What to produce:
Your reproduction of the entries should be exact and should contain no pictures.

(Items listed in a dataset)
Content starts

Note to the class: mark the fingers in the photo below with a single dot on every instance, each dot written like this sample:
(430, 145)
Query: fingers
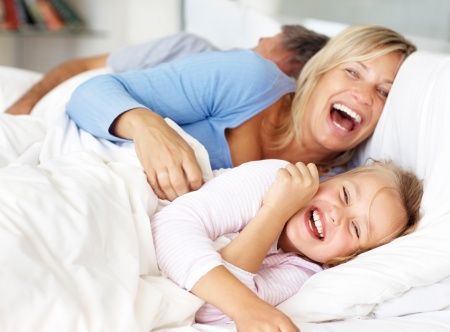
(303, 171)
(176, 181)
(193, 173)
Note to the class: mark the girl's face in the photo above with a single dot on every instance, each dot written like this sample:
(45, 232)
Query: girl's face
(347, 102)
(349, 212)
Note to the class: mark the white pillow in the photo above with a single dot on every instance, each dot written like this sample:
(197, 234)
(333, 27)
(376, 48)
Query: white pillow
(13, 83)
(413, 131)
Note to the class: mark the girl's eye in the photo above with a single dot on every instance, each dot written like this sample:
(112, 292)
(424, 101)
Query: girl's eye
(356, 230)
(353, 73)
(384, 93)
(346, 196)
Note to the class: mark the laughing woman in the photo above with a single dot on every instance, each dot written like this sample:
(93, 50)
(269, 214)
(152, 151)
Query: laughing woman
(241, 107)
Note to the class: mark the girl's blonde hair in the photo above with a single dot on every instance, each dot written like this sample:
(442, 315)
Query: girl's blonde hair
(356, 43)
(409, 190)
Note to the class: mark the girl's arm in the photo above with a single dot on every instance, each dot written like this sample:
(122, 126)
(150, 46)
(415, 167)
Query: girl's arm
(293, 187)
(221, 289)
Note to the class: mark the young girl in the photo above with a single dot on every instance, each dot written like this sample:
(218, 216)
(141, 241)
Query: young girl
(287, 226)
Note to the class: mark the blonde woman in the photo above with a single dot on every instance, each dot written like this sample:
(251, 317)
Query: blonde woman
(241, 107)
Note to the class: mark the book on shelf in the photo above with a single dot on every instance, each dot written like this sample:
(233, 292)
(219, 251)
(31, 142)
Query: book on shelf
(41, 15)
(10, 19)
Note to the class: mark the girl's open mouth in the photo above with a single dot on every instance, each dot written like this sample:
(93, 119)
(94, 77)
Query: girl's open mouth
(316, 225)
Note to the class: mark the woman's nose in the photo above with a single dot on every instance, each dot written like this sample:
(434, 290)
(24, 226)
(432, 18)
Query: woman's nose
(364, 94)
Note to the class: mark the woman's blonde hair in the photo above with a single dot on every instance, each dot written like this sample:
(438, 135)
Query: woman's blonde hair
(409, 190)
(356, 43)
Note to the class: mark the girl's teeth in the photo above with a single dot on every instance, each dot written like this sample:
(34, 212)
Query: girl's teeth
(318, 223)
(355, 116)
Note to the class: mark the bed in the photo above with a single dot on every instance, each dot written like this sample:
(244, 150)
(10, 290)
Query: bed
(76, 246)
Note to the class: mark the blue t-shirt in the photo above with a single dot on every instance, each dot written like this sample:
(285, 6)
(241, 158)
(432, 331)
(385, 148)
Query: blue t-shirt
(204, 94)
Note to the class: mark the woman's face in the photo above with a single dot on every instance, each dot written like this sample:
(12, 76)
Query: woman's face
(347, 102)
(348, 213)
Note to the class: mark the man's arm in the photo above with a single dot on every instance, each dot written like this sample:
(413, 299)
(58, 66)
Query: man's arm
(57, 75)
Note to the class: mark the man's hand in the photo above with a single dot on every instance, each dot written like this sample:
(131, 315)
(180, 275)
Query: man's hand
(168, 161)
(292, 189)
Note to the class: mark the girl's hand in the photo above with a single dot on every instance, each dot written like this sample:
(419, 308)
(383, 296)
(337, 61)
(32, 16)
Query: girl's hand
(293, 188)
(264, 318)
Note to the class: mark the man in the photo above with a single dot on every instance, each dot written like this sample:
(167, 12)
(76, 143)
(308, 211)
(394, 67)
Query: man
(289, 50)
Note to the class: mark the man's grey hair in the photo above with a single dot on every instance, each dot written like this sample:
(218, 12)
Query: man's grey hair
(302, 41)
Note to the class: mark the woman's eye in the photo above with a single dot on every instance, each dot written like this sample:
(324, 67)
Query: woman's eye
(346, 197)
(356, 230)
(353, 73)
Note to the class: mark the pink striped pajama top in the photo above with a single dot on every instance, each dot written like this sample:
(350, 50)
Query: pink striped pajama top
(184, 233)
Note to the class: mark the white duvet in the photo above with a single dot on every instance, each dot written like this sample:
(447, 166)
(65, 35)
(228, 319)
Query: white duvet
(76, 248)
(75, 242)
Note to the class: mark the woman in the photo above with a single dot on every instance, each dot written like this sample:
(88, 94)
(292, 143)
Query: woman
(242, 108)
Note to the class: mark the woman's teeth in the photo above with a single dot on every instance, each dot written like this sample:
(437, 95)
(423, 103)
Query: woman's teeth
(355, 116)
(317, 223)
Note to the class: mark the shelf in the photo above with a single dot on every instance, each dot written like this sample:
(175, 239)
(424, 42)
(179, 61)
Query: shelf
(65, 32)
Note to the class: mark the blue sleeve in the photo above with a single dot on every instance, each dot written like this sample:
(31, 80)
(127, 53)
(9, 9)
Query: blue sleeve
(221, 85)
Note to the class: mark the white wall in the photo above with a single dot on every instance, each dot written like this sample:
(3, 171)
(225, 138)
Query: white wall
(115, 23)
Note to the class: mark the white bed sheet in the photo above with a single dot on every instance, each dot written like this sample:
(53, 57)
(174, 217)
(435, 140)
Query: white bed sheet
(143, 300)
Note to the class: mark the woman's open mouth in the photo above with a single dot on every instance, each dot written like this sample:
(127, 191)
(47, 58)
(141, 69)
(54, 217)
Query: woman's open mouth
(344, 118)
(315, 224)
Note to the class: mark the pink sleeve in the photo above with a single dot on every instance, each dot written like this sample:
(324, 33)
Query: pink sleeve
(184, 231)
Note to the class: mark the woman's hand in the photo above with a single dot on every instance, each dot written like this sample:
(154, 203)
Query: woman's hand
(292, 189)
(168, 161)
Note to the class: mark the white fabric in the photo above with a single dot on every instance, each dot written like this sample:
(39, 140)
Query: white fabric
(75, 243)
(13, 83)
(414, 132)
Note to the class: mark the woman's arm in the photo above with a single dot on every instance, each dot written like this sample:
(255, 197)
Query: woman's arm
(57, 75)
(293, 187)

Content ends

Exercise output:
Note to the class: mark the fingers in the photo below with a single dot on every instance, each dot written like this sample:
(430, 145)
Query: fingers
(303, 171)
(176, 181)
(193, 173)
Note to the class: mark the girl's face in the photo above with a single dot on every instance, each dot written like this sample:
(45, 232)
Query: girl's face
(347, 102)
(349, 212)
Note to the class: mark the white pillow in the photo above with a single dot on every instance, each dot written like this sample:
(197, 234)
(333, 27)
(376, 48)
Query: white pillow
(13, 83)
(413, 131)
Note to the class: mark the girl's eye in the photo above with a single dot on every instance, each dot written like this sample:
(112, 292)
(424, 101)
Query: girl's eye
(356, 230)
(353, 73)
(384, 93)
(346, 196)
Note to the class: mark the laughing woman in the photo above with a single dot on every instance, each dot written like this sample:
(93, 50)
(269, 214)
(152, 151)
Query: laughing woman
(241, 107)
Note to the class: mark the girl's blonde hair in the photo above with a single dot on every instance, each dot written like this sample:
(442, 315)
Query: girl's blonde hair
(356, 43)
(409, 190)
Note to the class: mark the girl's arm in the photo above with a single dot on every instance, each dot written like this sample:
(122, 126)
(150, 46)
(415, 167)
Query: girl's arm
(293, 187)
(221, 289)
Note to the class: mark the young girl in the photo above with a single dot on every instance, each dot written like this sample:
(218, 216)
(141, 241)
Query: young girl
(287, 226)
Note to the class: mark the blonde woman in the photo above with a single dot on every instance, each dot written like this sample:
(251, 317)
Query: blonde woman
(241, 107)
Note to the class: mark the book on shelf in the photo above with a single dot on every instance, each dot written like this sample:
(233, 292)
(219, 251)
(31, 142)
Query: book on shelf
(41, 15)
(10, 19)
Note to the class: mark the girl's open mouth in the photo above with a single dot on every instance, each dot written like this sample:
(93, 119)
(94, 77)
Query: girl's open mouth
(316, 225)
Note to the class: mark the woman's nose in the photo above with a single dot on every instance, each dot written like this sample:
(434, 290)
(24, 226)
(432, 18)
Query: woman's nose
(364, 94)
Note to the class: mark the woman's blonde hair in the photo above with a single dot on every instance, each dot written like this sample:
(438, 135)
Query: woman's blonde hair
(409, 190)
(356, 43)
Note to the class: mark the girl's teeth in the photo above with a single dot on every instance, each dot written like this sample:
(34, 212)
Query: girl's teeth
(318, 223)
(355, 116)
Note to the class: mark the bed in the photo above with a single dot on every instance, each dot written like this sample:
(244, 150)
(10, 290)
Query: bed
(76, 246)
Note to the class: mark the blue t-shirt in the photo above with a single dot on every instance, each dot written like this sample:
(285, 6)
(241, 158)
(432, 331)
(385, 148)
Query: blue t-shirt
(204, 94)
Note to the class: mark the woman's face in the photo above with a single dot on every instance, each dot written like this sample:
(12, 76)
Query: woman's face
(347, 102)
(348, 213)
Note to the class: mark the man's arm in the photo above with a single dot on every instance, each dot written like this sample:
(413, 299)
(58, 66)
Query: man's arm
(57, 75)
Note to the class: mark the man's hand in the photo above with a single dot on every instance, each dot written like this sample:
(131, 315)
(180, 275)
Query: man's hand
(168, 161)
(292, 189)
Note to the class: mark the girl's hand in the photo above with a single dot on every instance, each dot written like this sample:
(419, 308)
(383, 296)
(337, 61)
(32, 16)
Query: girl's hand
(293, 188)
(264, 318)
Note to the class: mark the man in the photo above with a single dot on every instance, each dot written like this sample:
(167, 12)
(76, 143)
(308, 211)
(394, 67)
Query: man
(289, 50)
Note to the class: mark the man's grey hair in the photo above with a single dot on every instance, each dot written like this sample:
(218, 12)
Query: man's grey hair
(302, 41)
Note to the class: mark the woman's eye in the photo above with a single dot on every instance, each dot written like this sample:
(324, 67)
Query: woman's eye
(346, 197)
(356, 230)
(353, 73)
Note to the class: mark the pink striped pajama top in the photo above with a single dot on every instance, each dot written like this sample:
(350, 50)
Query: pink striped pajama top
(184, 233)
Note to the class: mark the white duvet in the photo above with a single dot on every instance, each dot written like this sample:
(447, 166)
(65, 35)
(228, 319)
Query: white duvet
(76, 248)
(75, 242)
Note to the class: mark the woman in the photo above with a single dot on every instance, each dot written like this sample:
(88, 94)
(292, 143)
Query: woman
(242, 108)
Note to the class: mark the woman's teeth in the photo above with a single dot on every instance, each dot written like this sample:
(437, 95)
(423, 103)
Query: woman's teeth
(355, 116)
(317, 223)
Note to the class: mark the shelf in the photo above with a single dot on every instance, each dot written like this sample:
(175, 239)
(424, 42)
(179, 61)
Query: shelf
(65, 32)
Note to the class: mark the blue sleeve in the photo above with a single dot on every instance, each dot written like this sample:
(31, 80)
(127, 53)
(9, 9)
Query: blue sleeve
(221, 85)
Note to the class: mark the white wall in the photo above with a single dot on every instance, each dot written like this sample:
(3, 171)
(225, 138)
Query: white wall
(115, 23)
Note to the class: mark the white bed sheet in the photo above with a single dot on every instance, each dot written like this sample:
(53, 57)
(174, 217)
(435, 140)
Query: white bed sheet
(143, 300)
Note to the class: mark the woman's open mouth in the photo above with a single dot on every instance, each dot written like this sample:
(127, 191)
(47, 58)
(141, 69)
(54, 217)
Query: woman's open mouth
(344, 118)
(315, 224)
Note to the class: mark the pink sleeve in the photo above with a single dot on every instance, each dot written like this sample:
(324, 33)
Query: pink sleeve
(184, 231)
Note to the class: mark the woman's hand in the photo above with a single dot on every instance, each dot written like this sample:
(154, 203)
Query: woman's hand
(292, 189)
(168, 161)
Note to the class: mark the white fabric in the photo above with a single dot on every instance, each dot written like this sample:
(39, 140)
Query: white fabric
(75, 243)
(13, 83)
(414, 132)
Note to the class: mark the woman's arm in the photo above with a single dot on every instance, each dot written like this sample:
(255, 197)
Query: woman's arm
(57, 75)
(293, 187)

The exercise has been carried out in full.